Work to be completed:
When you answer, restate the entries below without altering anything.

Input for this task section start

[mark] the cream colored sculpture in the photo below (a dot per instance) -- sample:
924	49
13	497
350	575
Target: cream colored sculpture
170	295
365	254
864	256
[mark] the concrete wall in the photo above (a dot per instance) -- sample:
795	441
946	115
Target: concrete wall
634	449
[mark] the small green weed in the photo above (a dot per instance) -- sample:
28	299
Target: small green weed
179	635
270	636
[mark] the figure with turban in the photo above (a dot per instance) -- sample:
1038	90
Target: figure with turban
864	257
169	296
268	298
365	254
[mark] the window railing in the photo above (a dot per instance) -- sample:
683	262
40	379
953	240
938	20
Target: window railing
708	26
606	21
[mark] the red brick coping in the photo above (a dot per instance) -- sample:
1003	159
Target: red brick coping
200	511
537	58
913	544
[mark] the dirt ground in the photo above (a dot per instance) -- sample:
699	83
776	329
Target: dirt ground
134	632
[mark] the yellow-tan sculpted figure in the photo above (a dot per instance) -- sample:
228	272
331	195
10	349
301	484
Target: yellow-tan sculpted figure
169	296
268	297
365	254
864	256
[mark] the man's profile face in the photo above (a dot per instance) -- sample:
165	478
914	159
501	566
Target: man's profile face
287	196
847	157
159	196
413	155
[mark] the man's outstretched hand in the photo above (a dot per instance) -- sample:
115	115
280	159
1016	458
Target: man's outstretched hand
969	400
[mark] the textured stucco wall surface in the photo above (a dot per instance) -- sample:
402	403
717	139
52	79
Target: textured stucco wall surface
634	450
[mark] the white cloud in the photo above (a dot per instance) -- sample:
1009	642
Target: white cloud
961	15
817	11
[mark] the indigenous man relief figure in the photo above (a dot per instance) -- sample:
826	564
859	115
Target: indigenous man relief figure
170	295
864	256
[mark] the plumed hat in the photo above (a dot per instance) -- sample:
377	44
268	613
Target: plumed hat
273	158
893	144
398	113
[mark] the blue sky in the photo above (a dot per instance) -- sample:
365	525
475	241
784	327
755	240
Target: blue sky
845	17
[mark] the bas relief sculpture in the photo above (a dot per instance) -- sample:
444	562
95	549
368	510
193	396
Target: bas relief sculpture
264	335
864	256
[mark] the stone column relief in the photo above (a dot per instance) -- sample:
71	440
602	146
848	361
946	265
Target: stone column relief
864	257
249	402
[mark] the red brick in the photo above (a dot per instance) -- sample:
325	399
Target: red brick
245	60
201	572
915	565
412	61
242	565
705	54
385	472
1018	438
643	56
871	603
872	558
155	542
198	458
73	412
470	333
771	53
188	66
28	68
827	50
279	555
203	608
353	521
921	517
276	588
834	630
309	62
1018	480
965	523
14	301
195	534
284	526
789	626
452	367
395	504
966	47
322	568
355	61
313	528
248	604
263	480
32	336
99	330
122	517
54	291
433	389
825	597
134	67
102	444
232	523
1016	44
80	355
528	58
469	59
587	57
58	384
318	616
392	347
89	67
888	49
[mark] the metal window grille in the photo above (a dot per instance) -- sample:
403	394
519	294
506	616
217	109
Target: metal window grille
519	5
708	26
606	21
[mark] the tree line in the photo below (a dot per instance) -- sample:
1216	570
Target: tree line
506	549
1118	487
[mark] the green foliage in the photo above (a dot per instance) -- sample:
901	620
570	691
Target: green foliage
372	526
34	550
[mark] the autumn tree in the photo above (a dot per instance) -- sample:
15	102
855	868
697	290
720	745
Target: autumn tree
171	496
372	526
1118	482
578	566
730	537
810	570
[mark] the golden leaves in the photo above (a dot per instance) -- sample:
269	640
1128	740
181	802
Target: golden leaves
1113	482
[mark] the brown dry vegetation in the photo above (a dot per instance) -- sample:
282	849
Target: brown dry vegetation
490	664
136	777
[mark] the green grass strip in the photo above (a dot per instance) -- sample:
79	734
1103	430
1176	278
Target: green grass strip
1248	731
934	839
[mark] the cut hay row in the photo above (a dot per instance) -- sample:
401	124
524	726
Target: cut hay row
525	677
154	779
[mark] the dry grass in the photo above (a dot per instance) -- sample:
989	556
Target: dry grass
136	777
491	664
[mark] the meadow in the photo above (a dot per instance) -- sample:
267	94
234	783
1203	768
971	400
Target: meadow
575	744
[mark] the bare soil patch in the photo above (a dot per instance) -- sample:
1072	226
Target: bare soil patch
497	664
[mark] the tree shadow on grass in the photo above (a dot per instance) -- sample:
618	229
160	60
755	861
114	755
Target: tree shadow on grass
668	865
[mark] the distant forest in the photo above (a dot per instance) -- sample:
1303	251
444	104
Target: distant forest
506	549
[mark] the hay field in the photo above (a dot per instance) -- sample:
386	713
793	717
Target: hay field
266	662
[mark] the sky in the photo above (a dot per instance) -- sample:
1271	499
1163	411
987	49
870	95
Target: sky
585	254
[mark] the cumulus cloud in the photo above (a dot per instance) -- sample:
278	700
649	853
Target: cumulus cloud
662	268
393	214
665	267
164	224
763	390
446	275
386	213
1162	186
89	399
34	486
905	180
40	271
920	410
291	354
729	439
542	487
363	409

Input for this task section end

Response:
[mark] the cream colored sculpture in the photo below (a dot per instance) -- sample:
924	49
13	497
350	575
Target: cream colored sculpture
170	295
365	254
864	256
[mark] the concrete wall in the photo above (a dot per instance) -- sample:
795	441
946	115
Target: concrete wall
634	449
[mark] the small green weed in the photo above (a dot per instance) -- sample:
28	299
Target: small green weed
179	635
270	636
[mark] the figure with turban in the photo above (a dot per instance) -- sample:
1038	90
Target: figure with turban
864	257
169	296
268	298
365	254
[mark] the window railing in the photo above (a dot per instance) -- sample:
683	262
40	379
953	240
938	20
Target: window railing
708	26
606	21
[mark] the red brick coping in the photo above (a dot per instance) -- sample:
1003	159
Target: red brick coping
200	511
537	58
913	544
[mark] the dirt ground in the photo above (a dot per instance) -- sample:
699	83
776	329
Target: dirt ground
134	632
[mark] the yellow-tan sculpted figure in the photo above (a dot per instance) -- sample:
228	272
331	195
10	349
301	484
Target: yellow-tan sculpted figure
169	296
268	297
365	254
864	256
[mark] the man's profile face in the photo above (a dot per instance) -- sample:
165	478
914	159
501	566
Target: man's profile face
287	196
847	157
159	196
413	155
[mark] the man's outstretched hand in the photo above (a dot per instance) -- sample:
115	115
280	159
1016	458
Target: man's outstretched hand
969	400
[mark] the textured stucco wall surface in the photo above (a dot per instance) -- sample:
402	403
717	139
52	79
Target: textured stucco wall surface
634	450
[mark] the white cloud in the photo above (a dot per instance) -- sample:
1009	642
Target: white cloud
961	15
817	11
[mark] the indigenous man relief figure in the photo above (a dot per instance) -- sample:
826	564
859	115
Target: indigenous man relief figure
170	295
864	256
[mark] the plumed hat in the photo above (a dot per instance) -- sample:
377	44
268	613
Target: plumed hat
273	158
893	144
398	113
[mark] the blue sky in the photo above (a dot per instance) -- sample:
365	525
475	241
784	327
755	240
Target: blue sky
845	17
[mark] the bas relief sculpture in the photo above (a dot per instance) -- sample:
444	562
95	549
368	510
193	396
Target: bas relief sculpture
264	335
864	256
[mark] the stone column relief in the photo above (a dot per instance) -- sample:
71	440
602	146
848	361
946	265
Target: stone column relief
864	257
249	402
[mark] the red brick in the photo above (a dot per instance) -- sample:
325	399
Target: red brick
245	60
201	572
915	565
412	61
242	565
705	54
385	472
1018	438
643	56
871	603
872	558
155	542
198	458
73	412
470	333
771	53
188	66
28	68
827	50
279	555
203	608
353	521
921	517
276	588
834	630
309	62
1018	480
965	523
14	301
195	534
284	526
789	626
452	367
395	504
966	47
322	568
355	61
313	528
248	604
263	480
32	336
99	330
122	517
54	291
433	389
825	597
134	67
102	444
232	523
1016	44
80	355
528	58
469	59
587	57
58	384
318	616
392	347
89	67
888	49
[mark] the metal window grille in the photo above (a dot per instance) -- sample:
403	394
519	294
506	616
217	109
Target: metal window grille
519	5
708	26
606	21
[mark] the tree line in the photo below (a dot per instance) -- sample:
1216	570
Target: tree line
506	549
1118	487
[mark] the green foliage in the photo above (a dot per instance) -- sample:
901	620
570	691
Target: green foliage
372	526
34	550
[mark] the autumn tree in the photo above (a dot per instance) -- sample:
15	102
855	868
697	290
720	745
Target: autumn tree
171	496
372	526
1118	482
578	566
730	537
810	570
[mark] the golden leaves in the photo above (a dot per instance) -- sample:
269	640
1128	740
181	802
Target: golden leaves
1113	482
[mark] the brown dry vegetation in the photo above (a dot per instance) -- sample:
282	849
Target: brown dry vegetation
490	664
136	777
[mark] the green grass strip in the photo above (a dot per instance) -- sample:
79	734
1103	430
1176	278
Target: green grass strip
1248	731
934	839
[mark] the cut hay row in the photo above (a dot per instance) -- sample:
401	124
524	726
Target: cut hay row
525	677
154	779
[mark] the dry grass in the photo above (a dot per instance) -- sample:
989	556
Target: dry grass
136	777
491	664
[mark] the meadow in the photo above (a dot per instance) -- sample:
267	94
234	783
1203	768
971	400
Target: meadow
575	744
[mark] the bare soil patch in the photo above (a dot per instance) -- sample:
1072	226
Target: bare soil patch
497	664
[mark] the tree shadow on grass in the photo above (a dot per instance) -- sample:
618	229
160	60
755	861
114	755
Target: tree shadow on grass
668	865
[mark] the distant forest in the photo above (a dot per instance) -- sample:
1303	251
444	104
Target: distant forest
506	549
[mark] the hay field in the photo above (a dot per instance) -- sample:
386	713
793	717
Target: hay field
266	662
[mark] the sky in the photo above (a dot per instance) -- sample:
1271	499
1163	411
987	49
870	95
Target: sky
585	254
[mark] the cumulus cloud in the photo above (a dot per instance) -- sample:
278	700
649	853
Target: cumulus cloud
662	268
393	214
665	267
164	224
763	390
446	275
386	213
1162	186
89	399
34	486
905	180
40	271
920	410
291	354
729	439
542	487
363	409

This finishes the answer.